Job
Pull out the data verbatim, from the line with "Study the photograph above. For every instance of the leafy" up to and including the final line of the data.

Given records
****************************************

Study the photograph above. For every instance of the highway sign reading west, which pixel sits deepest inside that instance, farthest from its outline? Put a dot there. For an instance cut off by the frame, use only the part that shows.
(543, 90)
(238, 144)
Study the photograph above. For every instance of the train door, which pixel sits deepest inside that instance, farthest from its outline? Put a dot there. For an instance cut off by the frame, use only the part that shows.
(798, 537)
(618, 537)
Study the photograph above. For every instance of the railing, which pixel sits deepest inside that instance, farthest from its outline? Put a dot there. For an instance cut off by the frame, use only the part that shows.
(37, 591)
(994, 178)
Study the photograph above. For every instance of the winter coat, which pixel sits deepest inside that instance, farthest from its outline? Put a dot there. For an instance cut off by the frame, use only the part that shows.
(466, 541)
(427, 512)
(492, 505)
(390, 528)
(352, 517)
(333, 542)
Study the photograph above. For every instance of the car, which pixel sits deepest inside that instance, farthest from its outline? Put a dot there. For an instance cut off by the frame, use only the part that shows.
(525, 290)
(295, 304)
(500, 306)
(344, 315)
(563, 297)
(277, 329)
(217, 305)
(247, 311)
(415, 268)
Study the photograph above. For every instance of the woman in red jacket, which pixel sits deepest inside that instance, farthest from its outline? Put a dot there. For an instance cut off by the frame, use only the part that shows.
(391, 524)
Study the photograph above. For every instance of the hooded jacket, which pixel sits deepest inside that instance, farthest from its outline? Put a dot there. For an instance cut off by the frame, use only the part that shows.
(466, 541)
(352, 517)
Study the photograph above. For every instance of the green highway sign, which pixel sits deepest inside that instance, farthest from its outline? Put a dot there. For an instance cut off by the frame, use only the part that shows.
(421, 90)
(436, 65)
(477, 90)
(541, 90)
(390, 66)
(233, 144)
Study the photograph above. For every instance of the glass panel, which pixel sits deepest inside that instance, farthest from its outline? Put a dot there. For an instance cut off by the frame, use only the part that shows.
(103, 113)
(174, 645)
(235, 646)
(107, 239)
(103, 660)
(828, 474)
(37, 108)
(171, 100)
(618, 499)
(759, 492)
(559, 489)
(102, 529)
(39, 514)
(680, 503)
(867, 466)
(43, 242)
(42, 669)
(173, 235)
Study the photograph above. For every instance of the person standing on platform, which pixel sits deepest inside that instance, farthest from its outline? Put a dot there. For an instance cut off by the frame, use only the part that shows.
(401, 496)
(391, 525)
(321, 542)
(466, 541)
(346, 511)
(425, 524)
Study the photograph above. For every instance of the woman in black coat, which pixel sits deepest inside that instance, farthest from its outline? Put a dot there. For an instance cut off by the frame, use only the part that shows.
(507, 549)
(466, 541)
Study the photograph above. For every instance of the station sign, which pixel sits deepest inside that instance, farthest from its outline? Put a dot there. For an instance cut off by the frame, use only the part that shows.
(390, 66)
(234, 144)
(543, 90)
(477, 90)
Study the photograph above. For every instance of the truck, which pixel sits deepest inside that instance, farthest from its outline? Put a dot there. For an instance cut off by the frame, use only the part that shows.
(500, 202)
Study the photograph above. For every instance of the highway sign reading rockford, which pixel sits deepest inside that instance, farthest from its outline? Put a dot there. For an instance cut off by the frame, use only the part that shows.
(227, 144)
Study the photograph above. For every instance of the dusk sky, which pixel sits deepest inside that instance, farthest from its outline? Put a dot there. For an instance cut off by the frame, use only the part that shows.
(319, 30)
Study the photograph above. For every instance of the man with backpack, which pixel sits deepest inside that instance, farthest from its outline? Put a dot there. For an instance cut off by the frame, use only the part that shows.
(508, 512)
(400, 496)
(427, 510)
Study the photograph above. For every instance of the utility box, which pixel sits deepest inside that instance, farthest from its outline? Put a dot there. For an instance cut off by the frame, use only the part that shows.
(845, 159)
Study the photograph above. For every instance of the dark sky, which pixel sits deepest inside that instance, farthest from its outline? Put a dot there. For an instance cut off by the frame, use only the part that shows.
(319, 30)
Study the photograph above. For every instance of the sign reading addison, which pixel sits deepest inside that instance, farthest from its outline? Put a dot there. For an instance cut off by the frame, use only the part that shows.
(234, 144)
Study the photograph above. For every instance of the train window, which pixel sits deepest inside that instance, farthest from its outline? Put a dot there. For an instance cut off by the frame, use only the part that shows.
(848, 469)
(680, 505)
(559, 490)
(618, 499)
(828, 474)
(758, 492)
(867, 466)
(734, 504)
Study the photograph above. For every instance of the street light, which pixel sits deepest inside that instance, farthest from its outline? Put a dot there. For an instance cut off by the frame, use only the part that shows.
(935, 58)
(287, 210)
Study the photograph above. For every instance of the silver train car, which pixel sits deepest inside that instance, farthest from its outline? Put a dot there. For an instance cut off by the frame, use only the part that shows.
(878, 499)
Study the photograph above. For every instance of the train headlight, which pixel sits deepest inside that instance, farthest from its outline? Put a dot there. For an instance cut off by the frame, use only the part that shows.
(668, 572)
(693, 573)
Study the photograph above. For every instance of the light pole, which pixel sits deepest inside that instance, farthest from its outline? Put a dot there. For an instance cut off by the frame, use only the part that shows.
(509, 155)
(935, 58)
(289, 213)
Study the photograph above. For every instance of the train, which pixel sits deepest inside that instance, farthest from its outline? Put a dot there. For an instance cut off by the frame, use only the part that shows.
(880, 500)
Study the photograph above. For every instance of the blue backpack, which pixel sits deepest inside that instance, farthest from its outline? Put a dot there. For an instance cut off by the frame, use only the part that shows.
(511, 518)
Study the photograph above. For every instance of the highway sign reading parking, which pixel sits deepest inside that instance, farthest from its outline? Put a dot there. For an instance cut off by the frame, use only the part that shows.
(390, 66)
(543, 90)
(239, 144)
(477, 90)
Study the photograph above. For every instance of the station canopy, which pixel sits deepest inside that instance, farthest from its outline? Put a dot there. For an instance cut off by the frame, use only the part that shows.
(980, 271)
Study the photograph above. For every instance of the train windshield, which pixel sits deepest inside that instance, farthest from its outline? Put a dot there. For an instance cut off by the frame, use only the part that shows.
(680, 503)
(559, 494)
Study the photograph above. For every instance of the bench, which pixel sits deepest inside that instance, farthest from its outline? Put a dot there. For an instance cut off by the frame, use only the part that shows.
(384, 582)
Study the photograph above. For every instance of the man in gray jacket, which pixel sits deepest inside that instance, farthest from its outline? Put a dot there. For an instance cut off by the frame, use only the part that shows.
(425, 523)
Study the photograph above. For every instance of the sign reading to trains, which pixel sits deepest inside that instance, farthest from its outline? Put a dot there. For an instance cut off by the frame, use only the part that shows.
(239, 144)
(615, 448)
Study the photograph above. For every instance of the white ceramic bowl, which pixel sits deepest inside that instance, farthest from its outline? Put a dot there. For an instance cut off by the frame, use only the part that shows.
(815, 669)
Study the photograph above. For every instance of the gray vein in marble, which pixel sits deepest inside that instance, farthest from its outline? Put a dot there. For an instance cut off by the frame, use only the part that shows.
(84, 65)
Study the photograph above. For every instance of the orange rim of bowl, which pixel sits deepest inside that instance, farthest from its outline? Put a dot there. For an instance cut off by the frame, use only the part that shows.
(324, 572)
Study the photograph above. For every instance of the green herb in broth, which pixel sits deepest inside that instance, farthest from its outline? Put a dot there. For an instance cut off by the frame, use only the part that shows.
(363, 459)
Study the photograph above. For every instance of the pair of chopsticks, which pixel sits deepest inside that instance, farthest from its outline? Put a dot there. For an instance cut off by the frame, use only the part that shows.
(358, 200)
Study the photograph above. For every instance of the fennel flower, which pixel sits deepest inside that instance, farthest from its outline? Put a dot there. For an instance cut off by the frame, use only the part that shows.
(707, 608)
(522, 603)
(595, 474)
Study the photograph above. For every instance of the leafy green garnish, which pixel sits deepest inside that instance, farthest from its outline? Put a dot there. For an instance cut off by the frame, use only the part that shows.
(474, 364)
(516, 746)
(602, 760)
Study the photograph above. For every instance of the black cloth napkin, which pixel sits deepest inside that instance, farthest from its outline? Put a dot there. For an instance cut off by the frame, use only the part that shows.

****************************************

Written solution
Study the photograph above. For every instance of the leafy green garnish, which pixel sits deepest inside that instance, farthest from its outline? Put a dot there. For an instance cut off by the frame, use only the part that shows.
(474, 364)
(516, 746)
(602, 760)
Study the photograph above. For every instance of the black cloth napkin, which pixel sits deepest inside that instance, farthest from its outline? Put a dot there. For an instance cut off by the frame, use only the part that shows.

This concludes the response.